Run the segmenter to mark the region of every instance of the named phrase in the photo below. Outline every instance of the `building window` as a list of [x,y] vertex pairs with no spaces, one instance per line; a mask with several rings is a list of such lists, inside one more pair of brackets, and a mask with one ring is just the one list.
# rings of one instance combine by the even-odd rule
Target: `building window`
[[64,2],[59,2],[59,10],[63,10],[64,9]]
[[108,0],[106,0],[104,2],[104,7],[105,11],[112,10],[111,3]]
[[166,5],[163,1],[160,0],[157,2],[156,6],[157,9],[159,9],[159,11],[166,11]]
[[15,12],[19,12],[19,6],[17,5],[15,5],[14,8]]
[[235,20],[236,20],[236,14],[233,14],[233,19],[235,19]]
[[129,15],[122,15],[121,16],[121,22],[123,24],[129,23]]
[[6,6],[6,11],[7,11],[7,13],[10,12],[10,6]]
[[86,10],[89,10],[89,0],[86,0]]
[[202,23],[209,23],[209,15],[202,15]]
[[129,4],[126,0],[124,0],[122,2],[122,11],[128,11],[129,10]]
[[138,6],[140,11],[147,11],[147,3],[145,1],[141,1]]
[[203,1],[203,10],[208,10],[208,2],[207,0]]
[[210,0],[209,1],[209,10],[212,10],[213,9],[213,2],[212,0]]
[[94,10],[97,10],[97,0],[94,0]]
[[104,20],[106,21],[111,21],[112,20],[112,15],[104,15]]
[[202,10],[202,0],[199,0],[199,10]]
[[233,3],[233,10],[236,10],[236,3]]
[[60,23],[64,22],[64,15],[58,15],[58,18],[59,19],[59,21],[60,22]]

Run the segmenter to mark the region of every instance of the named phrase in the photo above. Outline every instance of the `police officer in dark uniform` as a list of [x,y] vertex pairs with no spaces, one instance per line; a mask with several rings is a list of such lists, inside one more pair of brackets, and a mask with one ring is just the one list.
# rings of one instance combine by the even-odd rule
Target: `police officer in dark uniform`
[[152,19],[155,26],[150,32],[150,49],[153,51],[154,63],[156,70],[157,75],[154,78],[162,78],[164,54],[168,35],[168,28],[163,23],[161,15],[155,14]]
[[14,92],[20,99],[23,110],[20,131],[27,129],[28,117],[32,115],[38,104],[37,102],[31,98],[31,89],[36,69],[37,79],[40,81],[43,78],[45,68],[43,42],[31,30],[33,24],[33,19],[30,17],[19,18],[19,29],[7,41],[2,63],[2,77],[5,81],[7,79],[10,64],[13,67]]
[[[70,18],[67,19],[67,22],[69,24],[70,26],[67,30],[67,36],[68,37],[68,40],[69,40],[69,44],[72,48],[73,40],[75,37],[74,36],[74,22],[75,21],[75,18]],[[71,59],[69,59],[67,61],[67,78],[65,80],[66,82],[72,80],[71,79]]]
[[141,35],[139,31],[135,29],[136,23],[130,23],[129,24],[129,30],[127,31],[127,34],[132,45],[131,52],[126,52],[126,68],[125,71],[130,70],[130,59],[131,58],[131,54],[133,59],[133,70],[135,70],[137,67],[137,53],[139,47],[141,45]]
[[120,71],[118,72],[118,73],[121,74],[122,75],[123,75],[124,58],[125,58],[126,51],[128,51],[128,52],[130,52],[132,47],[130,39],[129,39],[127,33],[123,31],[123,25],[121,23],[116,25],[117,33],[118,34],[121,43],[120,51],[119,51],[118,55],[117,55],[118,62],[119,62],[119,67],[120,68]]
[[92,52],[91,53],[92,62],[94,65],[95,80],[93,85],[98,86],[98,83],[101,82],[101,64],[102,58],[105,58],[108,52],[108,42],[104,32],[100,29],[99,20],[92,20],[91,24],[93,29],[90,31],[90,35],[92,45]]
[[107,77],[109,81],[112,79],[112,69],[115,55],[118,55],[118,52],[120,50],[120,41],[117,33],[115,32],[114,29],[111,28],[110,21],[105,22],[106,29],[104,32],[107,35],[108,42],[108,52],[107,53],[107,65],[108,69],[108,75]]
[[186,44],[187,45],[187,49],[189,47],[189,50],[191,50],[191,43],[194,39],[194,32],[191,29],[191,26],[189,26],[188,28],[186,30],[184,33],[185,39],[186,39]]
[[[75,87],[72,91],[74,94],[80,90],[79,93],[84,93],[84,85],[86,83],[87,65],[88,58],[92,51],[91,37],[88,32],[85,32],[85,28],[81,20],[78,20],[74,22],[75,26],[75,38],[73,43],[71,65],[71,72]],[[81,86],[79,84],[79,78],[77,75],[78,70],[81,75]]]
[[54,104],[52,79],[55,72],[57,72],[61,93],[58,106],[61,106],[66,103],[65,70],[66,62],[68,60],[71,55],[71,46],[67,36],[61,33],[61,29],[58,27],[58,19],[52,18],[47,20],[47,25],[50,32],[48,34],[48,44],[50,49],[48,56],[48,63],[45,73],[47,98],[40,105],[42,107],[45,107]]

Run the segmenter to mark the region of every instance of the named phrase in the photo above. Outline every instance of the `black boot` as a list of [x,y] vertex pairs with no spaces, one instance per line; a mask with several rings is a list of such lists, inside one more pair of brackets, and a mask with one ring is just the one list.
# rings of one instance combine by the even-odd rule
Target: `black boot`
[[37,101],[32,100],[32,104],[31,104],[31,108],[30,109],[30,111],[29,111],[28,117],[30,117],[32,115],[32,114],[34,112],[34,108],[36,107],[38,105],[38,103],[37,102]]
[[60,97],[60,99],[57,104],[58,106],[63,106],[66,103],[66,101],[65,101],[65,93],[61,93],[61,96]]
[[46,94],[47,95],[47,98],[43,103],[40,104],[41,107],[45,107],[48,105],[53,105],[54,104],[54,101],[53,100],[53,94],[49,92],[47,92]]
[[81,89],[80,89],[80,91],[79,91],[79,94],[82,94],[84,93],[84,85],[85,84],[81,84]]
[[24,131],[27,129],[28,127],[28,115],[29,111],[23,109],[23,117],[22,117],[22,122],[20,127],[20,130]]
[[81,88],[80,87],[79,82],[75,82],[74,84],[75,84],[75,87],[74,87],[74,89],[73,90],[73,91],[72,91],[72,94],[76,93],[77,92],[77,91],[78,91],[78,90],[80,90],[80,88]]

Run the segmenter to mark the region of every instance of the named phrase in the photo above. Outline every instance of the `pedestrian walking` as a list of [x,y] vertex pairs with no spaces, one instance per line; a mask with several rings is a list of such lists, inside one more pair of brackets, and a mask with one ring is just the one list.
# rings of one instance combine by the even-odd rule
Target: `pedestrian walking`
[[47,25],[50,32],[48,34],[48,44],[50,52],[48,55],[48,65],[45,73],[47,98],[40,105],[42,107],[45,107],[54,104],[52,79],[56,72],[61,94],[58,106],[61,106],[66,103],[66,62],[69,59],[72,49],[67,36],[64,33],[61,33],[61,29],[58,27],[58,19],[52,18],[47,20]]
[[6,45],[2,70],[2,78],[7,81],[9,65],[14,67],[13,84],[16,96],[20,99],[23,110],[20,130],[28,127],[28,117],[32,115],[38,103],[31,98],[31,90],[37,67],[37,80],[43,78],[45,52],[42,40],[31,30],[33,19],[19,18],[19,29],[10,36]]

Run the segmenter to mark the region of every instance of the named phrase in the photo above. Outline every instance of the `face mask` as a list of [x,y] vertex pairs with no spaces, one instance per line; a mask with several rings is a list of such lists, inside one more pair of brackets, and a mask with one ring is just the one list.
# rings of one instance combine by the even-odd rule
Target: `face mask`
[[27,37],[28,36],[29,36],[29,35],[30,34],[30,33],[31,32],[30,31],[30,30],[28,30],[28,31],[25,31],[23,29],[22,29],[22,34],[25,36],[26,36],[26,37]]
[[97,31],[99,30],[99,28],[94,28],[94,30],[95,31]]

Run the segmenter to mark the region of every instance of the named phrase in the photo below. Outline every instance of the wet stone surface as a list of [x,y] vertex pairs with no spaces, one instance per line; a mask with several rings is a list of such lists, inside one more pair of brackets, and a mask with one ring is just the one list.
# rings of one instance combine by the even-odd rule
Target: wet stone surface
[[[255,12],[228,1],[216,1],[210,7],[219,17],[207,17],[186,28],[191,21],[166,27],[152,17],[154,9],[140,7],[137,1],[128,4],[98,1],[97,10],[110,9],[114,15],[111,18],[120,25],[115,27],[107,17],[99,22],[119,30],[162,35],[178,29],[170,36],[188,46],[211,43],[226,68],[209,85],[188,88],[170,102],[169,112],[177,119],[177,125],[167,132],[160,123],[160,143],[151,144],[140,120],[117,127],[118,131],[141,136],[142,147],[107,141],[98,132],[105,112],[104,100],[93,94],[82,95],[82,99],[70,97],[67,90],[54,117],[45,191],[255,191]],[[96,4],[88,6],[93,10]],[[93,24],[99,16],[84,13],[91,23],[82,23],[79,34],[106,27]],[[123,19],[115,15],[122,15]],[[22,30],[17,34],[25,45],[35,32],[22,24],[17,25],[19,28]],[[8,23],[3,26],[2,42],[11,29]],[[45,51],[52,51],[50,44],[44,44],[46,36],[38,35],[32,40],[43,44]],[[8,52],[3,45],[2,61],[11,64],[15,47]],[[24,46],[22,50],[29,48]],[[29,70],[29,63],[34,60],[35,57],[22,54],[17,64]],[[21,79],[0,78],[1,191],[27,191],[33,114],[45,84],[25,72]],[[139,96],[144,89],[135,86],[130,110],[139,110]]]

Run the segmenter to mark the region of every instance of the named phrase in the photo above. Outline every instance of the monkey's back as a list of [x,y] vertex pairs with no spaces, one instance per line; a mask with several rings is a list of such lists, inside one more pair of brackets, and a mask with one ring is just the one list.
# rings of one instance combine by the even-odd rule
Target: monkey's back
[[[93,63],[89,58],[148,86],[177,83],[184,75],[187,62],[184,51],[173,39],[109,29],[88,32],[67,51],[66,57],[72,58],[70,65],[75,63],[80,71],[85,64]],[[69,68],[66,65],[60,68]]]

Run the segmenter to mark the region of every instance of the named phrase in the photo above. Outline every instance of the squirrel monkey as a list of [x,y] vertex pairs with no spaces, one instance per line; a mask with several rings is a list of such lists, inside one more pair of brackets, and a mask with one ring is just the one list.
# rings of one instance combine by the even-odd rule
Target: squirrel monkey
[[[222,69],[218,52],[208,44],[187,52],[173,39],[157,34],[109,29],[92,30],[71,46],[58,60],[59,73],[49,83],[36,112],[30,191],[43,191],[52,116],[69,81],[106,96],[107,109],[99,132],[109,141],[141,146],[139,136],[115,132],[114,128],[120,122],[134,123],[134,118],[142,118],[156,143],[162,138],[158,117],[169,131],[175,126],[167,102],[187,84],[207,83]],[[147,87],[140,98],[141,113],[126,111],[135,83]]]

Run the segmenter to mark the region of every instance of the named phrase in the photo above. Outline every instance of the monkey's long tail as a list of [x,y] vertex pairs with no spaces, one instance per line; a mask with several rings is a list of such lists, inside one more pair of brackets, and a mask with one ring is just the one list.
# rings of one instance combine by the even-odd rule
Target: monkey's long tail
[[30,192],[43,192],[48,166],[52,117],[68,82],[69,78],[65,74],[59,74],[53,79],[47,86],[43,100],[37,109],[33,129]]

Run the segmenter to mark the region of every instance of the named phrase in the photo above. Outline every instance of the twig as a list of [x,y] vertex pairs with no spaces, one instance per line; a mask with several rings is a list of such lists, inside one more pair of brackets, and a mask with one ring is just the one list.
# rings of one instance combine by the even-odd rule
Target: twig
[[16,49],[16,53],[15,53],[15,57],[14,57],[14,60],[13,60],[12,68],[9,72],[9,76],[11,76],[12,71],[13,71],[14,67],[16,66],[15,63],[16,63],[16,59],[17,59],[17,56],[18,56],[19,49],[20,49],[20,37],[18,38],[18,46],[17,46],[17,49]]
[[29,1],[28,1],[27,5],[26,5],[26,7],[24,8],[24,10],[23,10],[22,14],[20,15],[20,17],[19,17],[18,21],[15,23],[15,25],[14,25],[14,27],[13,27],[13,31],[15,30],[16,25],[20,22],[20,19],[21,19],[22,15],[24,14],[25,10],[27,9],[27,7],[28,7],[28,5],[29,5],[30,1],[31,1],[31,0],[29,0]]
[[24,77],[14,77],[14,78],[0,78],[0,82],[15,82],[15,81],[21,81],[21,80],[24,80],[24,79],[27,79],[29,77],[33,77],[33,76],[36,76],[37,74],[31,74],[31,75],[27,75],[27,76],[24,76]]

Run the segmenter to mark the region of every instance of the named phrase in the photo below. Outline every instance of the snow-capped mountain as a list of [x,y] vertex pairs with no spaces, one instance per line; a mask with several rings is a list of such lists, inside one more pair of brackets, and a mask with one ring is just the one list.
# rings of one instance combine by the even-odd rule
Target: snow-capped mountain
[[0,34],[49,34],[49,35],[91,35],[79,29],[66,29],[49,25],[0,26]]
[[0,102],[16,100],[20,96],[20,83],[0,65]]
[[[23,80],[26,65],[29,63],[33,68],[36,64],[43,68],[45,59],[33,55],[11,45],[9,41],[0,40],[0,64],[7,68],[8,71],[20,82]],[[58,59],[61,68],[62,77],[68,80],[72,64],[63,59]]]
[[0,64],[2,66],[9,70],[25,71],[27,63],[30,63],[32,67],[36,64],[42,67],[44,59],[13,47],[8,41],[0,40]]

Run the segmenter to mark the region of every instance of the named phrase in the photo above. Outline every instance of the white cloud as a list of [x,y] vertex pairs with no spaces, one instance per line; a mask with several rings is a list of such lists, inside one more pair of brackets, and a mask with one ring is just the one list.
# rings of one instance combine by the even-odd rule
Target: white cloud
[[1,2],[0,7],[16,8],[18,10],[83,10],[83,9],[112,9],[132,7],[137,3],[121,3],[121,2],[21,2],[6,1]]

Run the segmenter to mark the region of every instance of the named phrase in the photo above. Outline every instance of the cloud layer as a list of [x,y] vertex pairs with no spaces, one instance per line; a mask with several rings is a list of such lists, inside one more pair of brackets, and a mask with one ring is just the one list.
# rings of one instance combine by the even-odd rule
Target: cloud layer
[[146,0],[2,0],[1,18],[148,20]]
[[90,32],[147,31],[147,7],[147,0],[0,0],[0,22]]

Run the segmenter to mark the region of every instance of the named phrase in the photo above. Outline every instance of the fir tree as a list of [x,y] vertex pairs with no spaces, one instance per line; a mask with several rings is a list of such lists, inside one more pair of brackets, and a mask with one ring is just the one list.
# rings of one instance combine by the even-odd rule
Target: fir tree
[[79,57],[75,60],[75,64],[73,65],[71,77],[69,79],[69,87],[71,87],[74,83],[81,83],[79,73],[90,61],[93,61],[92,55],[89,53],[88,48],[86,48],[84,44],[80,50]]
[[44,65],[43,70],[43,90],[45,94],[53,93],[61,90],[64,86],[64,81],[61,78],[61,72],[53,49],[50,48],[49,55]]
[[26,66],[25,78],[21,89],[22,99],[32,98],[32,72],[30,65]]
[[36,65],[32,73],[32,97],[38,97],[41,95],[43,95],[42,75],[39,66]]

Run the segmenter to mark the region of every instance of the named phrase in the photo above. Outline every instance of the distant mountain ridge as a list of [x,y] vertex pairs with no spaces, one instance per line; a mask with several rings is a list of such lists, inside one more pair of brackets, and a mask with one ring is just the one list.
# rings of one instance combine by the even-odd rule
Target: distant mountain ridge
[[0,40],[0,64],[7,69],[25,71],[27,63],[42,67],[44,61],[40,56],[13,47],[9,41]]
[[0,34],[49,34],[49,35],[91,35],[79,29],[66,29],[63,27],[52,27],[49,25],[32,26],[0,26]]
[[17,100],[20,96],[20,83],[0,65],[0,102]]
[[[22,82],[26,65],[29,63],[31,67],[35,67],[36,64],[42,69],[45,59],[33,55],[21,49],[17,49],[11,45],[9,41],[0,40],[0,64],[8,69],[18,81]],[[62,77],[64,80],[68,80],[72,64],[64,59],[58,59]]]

(What you need to do) In the records above, copy out word for word the lines running from the line with "of the snow-capped" up to and including the line with "[[0,34],[49,34],[49,35],[91,35],[79,29],[66,29],[49,25],[0,26]]".

(Finished task)
Run the segmenter to mark the region of every instance of the named phrase in the photo below. Outline every instance of the snow-capped mountain as a list of [x,y] vertex pairs with no spaces, one instance per line; a mask with several rings is a list of such lists, inside one more pair of brackets, and a mask with one ring is just the one list.
# rings of one instance combine by the even-odd rule
Target: snow-capped mountain
[[0,34],[49,34],[49,35],[91,35],[79,29],[66,29],[49,25],[0,26]]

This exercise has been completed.